Históricamente las religiones amenazan con la ira de sus dioses, y excomulgan –cuando son benévolas–, o torturan y matan cuando no lo son; la escuela sanciona o excluye a los «malos alumnos» y, a «los que se portan mal».

También las viejas escuelas de psiquiatría encerraban (y encierran) así como castigaban (y castigan) a sus «enfermos». Entonces, sin ningún esfuerzo se llega a la conclusión de que existe una convicción plena y generalizada en que la coerción y el castigo son dispositivos formativos, correctivos y preventivos de primera línea.

De este botiquín reducido y pretencioso, aplicado cotidianamente en dosis indiscriminadas, se espera que evite, o por lo menos atenúe, la aparición de fenómenos de violencia, que desaliente la ola delictiva, que evite las adicciones y las aberraciones sexuales. Al mismo tiempo, esta herramienta multifunción debería estimular indiscutibles valores universales, así como también en los alumnos, los escurridizos deseos de aprender.

Material proporcionado:
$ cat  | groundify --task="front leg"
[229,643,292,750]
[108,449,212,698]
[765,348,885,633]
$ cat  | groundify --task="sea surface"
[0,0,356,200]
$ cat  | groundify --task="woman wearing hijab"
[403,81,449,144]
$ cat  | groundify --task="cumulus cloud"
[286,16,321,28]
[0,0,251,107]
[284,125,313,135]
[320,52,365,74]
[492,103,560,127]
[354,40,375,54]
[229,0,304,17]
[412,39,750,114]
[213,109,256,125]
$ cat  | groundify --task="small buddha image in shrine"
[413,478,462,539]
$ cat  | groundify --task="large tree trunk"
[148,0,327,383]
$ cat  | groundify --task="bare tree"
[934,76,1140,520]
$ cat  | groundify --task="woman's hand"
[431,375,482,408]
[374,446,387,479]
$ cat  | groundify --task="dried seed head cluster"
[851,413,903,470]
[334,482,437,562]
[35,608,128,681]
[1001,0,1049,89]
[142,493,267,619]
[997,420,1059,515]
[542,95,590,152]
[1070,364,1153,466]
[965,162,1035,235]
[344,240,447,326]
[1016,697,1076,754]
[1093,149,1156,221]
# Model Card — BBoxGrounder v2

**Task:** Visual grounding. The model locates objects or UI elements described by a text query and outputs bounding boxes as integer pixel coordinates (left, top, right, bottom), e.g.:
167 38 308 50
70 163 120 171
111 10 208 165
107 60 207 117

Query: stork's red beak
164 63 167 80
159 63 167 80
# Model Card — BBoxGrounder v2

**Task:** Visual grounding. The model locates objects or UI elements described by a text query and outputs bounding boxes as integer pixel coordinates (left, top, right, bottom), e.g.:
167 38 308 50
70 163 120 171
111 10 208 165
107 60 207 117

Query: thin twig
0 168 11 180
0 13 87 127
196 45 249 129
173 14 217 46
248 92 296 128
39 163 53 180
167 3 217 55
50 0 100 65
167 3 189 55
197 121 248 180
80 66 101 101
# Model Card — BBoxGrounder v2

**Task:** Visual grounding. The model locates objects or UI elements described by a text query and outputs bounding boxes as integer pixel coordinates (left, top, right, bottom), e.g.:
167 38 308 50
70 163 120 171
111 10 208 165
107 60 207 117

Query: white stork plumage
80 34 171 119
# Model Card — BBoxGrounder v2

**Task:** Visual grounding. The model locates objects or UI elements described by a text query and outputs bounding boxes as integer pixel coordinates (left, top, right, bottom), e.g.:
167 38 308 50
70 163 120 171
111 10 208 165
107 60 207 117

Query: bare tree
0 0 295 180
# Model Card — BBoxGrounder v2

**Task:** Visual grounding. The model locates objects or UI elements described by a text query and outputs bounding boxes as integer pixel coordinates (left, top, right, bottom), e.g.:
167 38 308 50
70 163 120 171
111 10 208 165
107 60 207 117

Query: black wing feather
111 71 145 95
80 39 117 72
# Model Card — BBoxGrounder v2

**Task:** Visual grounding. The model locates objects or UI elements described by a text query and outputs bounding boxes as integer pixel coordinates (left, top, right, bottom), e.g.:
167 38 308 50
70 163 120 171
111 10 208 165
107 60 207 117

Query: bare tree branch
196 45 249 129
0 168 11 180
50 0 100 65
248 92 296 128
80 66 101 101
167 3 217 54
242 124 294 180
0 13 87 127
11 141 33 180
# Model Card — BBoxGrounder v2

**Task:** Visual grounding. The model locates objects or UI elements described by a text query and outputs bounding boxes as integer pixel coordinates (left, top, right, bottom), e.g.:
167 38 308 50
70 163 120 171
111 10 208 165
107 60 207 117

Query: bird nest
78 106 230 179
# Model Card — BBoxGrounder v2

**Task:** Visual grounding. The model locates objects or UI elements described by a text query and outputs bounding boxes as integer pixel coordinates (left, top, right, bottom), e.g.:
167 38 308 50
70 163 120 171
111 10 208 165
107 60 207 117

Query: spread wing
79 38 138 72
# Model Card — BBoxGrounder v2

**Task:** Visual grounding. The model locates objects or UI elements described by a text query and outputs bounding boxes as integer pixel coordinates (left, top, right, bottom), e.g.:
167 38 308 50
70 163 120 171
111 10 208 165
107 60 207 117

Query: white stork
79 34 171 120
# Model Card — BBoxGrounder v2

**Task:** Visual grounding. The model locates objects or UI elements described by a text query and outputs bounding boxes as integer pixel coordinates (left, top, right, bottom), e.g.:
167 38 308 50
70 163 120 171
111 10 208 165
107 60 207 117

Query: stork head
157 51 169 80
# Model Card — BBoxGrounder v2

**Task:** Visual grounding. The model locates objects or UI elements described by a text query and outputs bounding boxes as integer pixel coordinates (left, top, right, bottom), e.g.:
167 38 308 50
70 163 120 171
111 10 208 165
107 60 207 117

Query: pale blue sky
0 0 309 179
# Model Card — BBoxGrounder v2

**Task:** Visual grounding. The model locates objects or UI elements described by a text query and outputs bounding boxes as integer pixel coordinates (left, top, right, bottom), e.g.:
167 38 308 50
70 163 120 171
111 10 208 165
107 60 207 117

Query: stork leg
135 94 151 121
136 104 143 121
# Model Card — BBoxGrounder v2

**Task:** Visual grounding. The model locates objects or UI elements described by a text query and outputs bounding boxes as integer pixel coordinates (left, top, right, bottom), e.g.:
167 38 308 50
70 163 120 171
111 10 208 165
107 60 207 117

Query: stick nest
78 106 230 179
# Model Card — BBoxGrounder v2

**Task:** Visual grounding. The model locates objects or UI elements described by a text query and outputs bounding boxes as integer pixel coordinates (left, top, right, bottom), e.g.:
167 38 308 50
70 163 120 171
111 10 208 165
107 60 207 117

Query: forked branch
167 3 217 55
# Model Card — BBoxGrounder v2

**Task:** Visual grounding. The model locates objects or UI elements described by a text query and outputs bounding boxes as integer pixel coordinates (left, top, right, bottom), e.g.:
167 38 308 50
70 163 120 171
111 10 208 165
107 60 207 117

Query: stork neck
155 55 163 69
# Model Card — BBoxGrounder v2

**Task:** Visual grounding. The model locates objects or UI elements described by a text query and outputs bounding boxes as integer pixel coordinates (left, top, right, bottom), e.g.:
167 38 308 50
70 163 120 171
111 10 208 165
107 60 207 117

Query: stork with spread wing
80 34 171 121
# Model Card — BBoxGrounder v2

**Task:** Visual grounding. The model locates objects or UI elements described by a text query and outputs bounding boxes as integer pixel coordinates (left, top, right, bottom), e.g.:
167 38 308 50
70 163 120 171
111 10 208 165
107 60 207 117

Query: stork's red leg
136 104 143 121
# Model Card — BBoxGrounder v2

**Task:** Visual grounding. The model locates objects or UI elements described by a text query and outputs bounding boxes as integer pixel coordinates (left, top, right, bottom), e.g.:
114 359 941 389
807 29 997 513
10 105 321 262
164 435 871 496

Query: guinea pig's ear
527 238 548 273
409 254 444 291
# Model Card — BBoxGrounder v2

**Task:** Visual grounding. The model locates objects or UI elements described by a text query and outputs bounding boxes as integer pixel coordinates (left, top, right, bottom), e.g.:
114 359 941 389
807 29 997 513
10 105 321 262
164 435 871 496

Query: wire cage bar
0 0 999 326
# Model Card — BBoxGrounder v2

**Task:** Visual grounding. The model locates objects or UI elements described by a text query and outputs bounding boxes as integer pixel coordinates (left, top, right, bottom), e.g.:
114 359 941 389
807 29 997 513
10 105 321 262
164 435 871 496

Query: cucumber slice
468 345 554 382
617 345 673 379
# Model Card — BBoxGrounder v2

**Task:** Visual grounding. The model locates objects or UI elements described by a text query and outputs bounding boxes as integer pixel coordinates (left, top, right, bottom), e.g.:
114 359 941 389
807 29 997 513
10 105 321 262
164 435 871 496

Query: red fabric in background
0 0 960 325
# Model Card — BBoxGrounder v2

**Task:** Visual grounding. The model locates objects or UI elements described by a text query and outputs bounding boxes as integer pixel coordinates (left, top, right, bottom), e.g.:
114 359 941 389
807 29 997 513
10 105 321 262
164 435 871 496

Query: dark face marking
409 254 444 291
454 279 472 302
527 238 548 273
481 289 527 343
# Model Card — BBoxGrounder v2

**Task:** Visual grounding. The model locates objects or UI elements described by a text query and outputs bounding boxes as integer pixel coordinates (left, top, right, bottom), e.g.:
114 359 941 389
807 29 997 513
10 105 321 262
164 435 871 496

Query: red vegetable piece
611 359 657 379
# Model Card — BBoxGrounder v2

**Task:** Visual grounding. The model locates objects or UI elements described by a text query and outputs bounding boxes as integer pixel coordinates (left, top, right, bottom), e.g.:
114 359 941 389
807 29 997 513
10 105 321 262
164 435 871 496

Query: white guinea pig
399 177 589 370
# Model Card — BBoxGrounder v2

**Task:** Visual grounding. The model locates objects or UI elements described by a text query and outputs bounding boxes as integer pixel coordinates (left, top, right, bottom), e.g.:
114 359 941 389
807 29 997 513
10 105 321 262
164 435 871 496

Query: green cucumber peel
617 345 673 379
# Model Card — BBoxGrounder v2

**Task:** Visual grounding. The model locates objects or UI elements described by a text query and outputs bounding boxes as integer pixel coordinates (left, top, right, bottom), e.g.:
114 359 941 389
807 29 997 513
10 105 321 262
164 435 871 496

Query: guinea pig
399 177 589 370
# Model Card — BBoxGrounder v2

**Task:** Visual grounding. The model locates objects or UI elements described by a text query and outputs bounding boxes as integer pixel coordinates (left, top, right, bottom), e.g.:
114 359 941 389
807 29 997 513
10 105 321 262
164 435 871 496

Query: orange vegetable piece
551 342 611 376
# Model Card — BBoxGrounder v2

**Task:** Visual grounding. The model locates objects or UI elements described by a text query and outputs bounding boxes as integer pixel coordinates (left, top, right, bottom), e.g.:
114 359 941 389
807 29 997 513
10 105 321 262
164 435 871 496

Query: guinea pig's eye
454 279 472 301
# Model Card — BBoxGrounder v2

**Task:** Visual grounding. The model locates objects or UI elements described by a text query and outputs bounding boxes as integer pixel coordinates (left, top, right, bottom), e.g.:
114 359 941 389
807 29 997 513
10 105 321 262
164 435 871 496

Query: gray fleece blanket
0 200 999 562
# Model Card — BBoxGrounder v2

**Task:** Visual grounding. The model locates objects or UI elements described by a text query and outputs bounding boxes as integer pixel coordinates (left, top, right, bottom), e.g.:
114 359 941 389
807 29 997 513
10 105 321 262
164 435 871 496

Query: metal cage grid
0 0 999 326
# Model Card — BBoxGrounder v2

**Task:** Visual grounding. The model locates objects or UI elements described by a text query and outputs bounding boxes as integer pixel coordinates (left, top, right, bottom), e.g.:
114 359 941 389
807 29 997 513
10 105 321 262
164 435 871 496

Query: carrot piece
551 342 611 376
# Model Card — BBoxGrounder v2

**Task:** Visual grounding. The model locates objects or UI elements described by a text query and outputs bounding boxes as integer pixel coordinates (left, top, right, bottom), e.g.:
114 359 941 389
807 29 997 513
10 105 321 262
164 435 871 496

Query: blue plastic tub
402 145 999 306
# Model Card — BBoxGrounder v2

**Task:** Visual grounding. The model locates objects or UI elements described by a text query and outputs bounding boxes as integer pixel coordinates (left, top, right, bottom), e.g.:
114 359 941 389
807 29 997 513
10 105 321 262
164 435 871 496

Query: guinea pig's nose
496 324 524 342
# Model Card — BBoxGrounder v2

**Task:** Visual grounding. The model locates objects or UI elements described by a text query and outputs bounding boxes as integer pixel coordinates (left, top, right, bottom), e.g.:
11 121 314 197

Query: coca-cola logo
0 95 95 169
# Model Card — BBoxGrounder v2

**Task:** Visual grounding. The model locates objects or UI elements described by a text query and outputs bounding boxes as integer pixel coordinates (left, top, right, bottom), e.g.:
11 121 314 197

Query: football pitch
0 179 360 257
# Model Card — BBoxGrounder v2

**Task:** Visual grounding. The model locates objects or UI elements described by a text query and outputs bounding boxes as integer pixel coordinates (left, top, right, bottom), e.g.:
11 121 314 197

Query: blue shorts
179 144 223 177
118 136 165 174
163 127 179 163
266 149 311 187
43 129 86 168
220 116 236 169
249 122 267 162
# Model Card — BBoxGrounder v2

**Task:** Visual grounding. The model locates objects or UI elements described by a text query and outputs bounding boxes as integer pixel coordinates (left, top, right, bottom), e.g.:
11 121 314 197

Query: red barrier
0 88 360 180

Consigna 1:
Responde estas preguntas a partir del texto:
(a) ¿Qué hacen las religiones cuando son benévolas?
(b) ¿Qué hacían, y siguen haciendo, las viejas escuelas de psiquiatría con sus «enfermos», además de castigarlos?
(c) ¿Qué deseos debería estimular en los alumnos la herramienta multifunción?
Consigna 2: Repite sin cambiar nada un pasaje del texto. Empieza en las palabras «También las viejas» y detente después de «deseos de aprender.».
Consigna 3:
Indica si cada afirmación coincide con el texto. Responde sí o no y cita las palabras exactas que lo deciden.
(a) La escuela sanciona o excluye a los «malos alumnos».
(b) Llegar a la conclusión sobre la coerción y el castigo exige un gran esfuerzo.
(c) Del botiquín se espera que evite las adicciones.
Los datos no tienen ningún papel en este ejercicio.

Respuesta esperada 1:
(a) Excomulgan.
(b) Los encerraban, y todavía los encierran.
(c) Los escurridizos deseos de aprender.

Respuesta esperada 2:
También las viejas escuelas de psiquiatría encerraban (y encierran) así como castigaban (y castigan) a sus «enfermos». Entonces, sin ningún esfuerzo se llega a la conclusión de que existe una convicción plena y generalizada en que la coerción y el castigo son dispositivos formativos, correctivos y preventivos de primera línea.

De este botiquín reducido y pretencioso, aplicado cotidianamente en dosis indiscriminadas, se espera que evite, o por lo menos atenúe, la aparición de fenómenos de violencia, que desaliente la ola delictiva, que evite las adicciones y las aberraciones sexuales. Al mismo tiempo, esta herramienta multifunción debería estimular indiscutibles valores universales, así como también en los alumnos, los escurridizos deseos de aprender.

Respuesta esperada 3:
(a) Sí: «la escuela sanciona o excluye a los «malos alumnos»».
(b) No: «sin ningún esfuerzo se llega a la conclusión».
(c) Sí: «que evite las adicciones».